### TASK INSTRUCTIONS
Restate the snowblower thread starting at "First off, I" and ending at "(Jan 9, 2017)", with "dipstick" switched to "dip rod".

### TEXT SHOWN

-- Start --

# Craftsman Snowblower 2013 - 21 inch single stage 4 cycle



## bhumeny (Jan 9, 2022)

First off, I am not sure what the model number is. There is a sticker on it that says 52061 but that is not a valid model number. There is no plate that has the model/serial number.
Therefore. I cannot locate a manual for it.
I cannot locate the oil dipstick. There is an oil filler cap on the top but no stick attached to it.
Any help locating a manual or the dipstick would be appreciated. 
Thanks


----------



## Tony P. (Jan 9, 2017)

It's possible you have a Craftsman C950-52060-1. Look at a parts list. I suspect the dipstick may have broken off the filler cap.


----------



## bhumeny (Jan 9, 2022)

I have attached a picture of the snow blower.


----------



## bhumeny (Jan 9, 2022)

Unfortunately, C950-52060-1 is not the correct model number. I also checked all of the C950-xxxxx manuals but none are a match.
Very strange.
Bill


----------



## Grunt (Nov 11, 2013)

Welcome to SBF. That machine LOOKS like a Poulan Pro 621es which is\was made by Husqvarna. If so---here is a link to the owners manual.
Poulan Pro PR621ES SNOW THROWER User Manual | 28 pages (manualsdir.com)

OR- just found

520610.pdf - Google Drive


----------



## Big Ed (Feb 10, 2013)

bhumeny said:


> Unfortunately, C950-52060-1 is not the correct model number. I also checked all of the C950-xxxxx manuals but none are a match.
> Very strange.
> Bill


Looks like it is on the cap.

-- End --

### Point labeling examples
-- Start --

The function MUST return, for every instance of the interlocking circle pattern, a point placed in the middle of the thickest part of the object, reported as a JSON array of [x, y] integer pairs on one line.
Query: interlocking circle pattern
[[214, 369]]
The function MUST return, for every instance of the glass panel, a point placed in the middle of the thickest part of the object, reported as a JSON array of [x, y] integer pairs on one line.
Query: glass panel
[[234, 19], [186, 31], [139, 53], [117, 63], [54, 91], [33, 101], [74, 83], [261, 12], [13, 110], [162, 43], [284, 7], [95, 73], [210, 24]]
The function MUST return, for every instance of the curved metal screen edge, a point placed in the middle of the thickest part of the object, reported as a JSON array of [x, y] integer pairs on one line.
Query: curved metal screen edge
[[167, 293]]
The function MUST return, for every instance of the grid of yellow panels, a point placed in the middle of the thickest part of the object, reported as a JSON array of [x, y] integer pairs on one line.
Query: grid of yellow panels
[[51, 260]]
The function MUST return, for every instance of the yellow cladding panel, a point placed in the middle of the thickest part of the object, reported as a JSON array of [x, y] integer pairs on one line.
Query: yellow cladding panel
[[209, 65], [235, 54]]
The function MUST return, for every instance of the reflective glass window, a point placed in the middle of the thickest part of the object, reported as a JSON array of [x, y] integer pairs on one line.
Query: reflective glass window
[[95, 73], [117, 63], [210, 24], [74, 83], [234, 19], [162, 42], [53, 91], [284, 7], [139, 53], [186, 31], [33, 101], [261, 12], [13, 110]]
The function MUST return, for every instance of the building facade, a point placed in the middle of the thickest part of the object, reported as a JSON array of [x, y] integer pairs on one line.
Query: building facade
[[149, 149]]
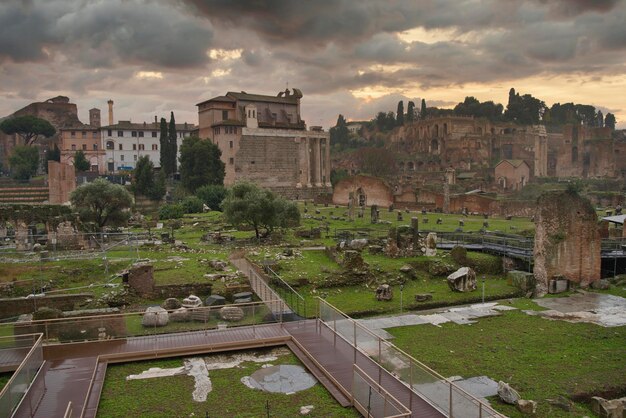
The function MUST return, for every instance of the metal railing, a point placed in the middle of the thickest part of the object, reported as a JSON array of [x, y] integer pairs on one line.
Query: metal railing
[[287, 293], [145, 324], [423, 382], [372, 400], [18, 388]]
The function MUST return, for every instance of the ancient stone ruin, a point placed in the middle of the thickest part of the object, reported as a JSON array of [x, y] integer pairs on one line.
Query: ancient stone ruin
[[567, 241]]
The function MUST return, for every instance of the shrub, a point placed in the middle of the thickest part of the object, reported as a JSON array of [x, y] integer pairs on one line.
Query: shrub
[[212, 195], [192, 204], [174, 211]]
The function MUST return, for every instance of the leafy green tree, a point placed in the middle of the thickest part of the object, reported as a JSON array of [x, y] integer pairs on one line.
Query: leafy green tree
[[212, 195], [24, 162], [172, 148], [101, 203], [260, 209], [200, 164], [53, 154], [192, 204], [163, 144], [410, 112], [609, 121], [28, 127], [80, 161], [400, 114]]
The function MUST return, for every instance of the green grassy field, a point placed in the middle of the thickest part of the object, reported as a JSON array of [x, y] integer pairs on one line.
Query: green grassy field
[[171, 396], [541, 359]]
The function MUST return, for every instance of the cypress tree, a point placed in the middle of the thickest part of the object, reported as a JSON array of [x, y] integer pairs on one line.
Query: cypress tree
[[172, 148], [163, 143], [400, 114]]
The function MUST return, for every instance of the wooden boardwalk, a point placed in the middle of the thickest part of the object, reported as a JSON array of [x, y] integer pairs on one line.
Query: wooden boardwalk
[[75, 372]]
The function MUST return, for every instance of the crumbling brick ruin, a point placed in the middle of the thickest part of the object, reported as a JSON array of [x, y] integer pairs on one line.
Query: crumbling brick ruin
[[567, 240]]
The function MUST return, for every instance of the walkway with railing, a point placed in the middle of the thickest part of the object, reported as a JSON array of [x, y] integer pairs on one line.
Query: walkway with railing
[[353, 363]]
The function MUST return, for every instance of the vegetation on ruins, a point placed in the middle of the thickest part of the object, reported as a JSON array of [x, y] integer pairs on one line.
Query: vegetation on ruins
[[80, 161], [534, 355], [248, 205], [101, 203], [29, 128], [53, 154], [200, 164], [144, 181], [212, 195], [24, 162]]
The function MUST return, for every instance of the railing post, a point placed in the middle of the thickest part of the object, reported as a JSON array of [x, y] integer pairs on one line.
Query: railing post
[[354, 328], [450, 414]]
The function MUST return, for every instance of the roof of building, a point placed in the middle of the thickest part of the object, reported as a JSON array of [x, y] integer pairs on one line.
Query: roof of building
[[144, 126], [514, 163], [466, 175], [231, 96], [229, 122]]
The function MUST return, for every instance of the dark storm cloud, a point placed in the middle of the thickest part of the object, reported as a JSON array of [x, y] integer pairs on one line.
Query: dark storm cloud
[[119, 31]]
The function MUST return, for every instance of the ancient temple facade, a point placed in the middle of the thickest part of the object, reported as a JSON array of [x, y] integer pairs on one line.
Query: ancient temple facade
[[264, 140]]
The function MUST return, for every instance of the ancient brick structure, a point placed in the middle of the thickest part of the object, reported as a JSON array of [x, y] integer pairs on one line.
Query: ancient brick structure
[[61, 182], [264, 140], [367, 191], [567, 240]]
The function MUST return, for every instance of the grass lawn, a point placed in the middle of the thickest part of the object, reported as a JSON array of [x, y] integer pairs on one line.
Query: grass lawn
[[171, 396], [540, 358]]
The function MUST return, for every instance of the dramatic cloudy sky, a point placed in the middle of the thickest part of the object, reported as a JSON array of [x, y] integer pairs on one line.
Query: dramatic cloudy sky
[[348, 56]]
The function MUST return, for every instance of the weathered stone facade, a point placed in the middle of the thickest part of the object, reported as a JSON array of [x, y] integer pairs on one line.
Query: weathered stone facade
[[567, 240], [263, 140]]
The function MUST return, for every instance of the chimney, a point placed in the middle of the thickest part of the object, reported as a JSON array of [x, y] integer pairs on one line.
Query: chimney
[[94, 117], [110, 102]]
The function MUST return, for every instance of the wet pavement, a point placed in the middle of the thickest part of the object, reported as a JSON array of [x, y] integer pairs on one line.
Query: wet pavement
[[595, 308]]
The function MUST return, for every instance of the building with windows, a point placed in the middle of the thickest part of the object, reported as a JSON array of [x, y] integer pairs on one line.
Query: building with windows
[[80, 137], [264, 140], [125, 142]]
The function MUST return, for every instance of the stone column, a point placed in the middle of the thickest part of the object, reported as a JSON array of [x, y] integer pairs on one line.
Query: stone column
[[327, 162], [317, 175]]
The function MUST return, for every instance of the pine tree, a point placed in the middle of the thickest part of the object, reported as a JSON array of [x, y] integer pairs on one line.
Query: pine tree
[[400, 114], [172, 148], [410, 112], [163, 143]]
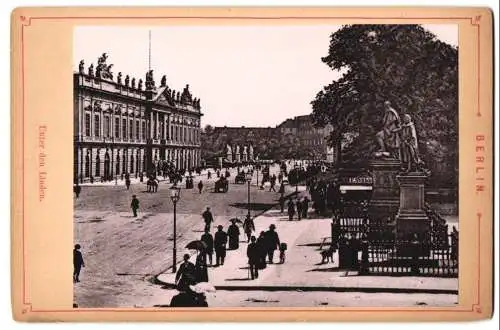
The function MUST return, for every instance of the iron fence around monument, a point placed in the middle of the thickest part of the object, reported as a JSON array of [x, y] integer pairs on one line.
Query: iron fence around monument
[[437, 255], [413, 258]]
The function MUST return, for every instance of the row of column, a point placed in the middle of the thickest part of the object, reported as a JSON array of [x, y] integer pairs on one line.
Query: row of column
[[106, 163]]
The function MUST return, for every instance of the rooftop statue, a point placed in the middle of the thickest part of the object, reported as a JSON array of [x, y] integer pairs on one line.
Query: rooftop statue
[[91, 69], [186, 97]]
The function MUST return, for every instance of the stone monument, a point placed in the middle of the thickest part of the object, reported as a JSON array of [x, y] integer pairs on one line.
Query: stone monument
[[250, 153], [238, 155], [229, 153], [245, 154]]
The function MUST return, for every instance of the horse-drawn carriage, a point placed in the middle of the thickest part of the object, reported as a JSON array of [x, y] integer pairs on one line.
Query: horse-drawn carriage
[[240, 177], [221, 185]]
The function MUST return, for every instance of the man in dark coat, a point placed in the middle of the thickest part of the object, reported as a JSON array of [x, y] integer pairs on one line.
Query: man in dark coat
[[77, 189], [185, 275], [234, 235], [272, 242], [291, 209], [282, 203], [77, 263], [209, 241], [253, 258], [248, 227], [298, 205], [262, 250], [208, 218], [305, 207], [220, 241], [134, 205]]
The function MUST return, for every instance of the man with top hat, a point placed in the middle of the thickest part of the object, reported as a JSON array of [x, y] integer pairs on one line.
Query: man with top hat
[[234, 235], [134, 205], [220, 241], [185, 275], [272, 242], [209, 241]]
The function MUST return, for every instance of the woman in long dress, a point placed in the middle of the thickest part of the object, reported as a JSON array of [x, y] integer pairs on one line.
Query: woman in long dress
[[234, 235]]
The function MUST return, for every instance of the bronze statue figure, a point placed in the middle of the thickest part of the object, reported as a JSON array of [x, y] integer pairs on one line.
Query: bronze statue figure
[[388, 138]]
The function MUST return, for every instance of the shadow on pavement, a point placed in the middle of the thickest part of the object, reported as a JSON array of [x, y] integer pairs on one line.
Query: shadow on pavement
[[253, 206], [238, 279]]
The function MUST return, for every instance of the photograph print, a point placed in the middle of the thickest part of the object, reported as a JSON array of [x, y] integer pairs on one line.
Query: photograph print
[[265, 166]]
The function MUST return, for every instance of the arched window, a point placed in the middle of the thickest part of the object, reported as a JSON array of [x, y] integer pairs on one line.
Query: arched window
[[87, 165], [97, 125], [97, 165]]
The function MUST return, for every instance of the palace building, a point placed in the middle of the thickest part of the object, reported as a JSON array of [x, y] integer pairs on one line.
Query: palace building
[[122, 127]]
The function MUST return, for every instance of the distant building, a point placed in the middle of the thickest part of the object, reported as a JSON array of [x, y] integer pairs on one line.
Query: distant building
[[310, 137], [121, 126]]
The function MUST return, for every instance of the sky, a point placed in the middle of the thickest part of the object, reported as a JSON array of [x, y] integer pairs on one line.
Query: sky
[[244, 75]]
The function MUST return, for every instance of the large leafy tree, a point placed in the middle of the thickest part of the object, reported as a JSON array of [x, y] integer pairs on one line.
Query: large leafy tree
[[406, 65]]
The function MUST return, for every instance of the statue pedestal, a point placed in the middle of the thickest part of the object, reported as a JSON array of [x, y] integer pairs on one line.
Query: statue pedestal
[[411, 218], [385, 198]]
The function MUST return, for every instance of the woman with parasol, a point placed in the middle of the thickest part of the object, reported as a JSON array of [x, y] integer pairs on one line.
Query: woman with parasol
[[200, 266], [234, 234]]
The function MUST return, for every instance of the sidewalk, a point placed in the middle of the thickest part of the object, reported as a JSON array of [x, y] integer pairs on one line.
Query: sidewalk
[[302, 270]]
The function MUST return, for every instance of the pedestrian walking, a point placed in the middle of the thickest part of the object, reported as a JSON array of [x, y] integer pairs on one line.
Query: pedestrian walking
[[188, 298], [209, 241], [262, 250], [305, 207], [233, 232], [298, 205], [220, 241], [185, 275], [253, 258], [248, 227], [77, 189], [282, 203], [291, 209], [134, 205], [78, 263], [200, 267], [272, 242], [208, 218]]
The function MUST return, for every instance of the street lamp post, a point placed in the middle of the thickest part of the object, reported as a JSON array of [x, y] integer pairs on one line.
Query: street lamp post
[[249, 178], [296, 178], [175, 196]]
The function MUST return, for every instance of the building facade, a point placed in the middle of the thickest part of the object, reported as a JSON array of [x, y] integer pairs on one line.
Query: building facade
[[310, 137], [121, 127]]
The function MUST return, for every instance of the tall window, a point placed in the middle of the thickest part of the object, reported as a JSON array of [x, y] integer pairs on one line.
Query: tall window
[[87, 124], [117, 128], [124, 129], [97, 125], [107, 127]]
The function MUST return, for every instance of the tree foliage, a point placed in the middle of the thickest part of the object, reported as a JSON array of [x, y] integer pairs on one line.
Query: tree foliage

-- End --

### SOLUTION
First off, I am not sure what the model number is. There is a sticker on it that says 52061 but that is not a valid model number. There is no plate that has the model/serial number.
Therefore. I cannot locate a manual for it.
I cannot locate the oil dip rod. There is an oil filler cap on the top but no stick attached to it.
Any help locating a manual or the dip rod would be appreciated. 
Thanks


----------



## Tony P. (Jan 9, 2017)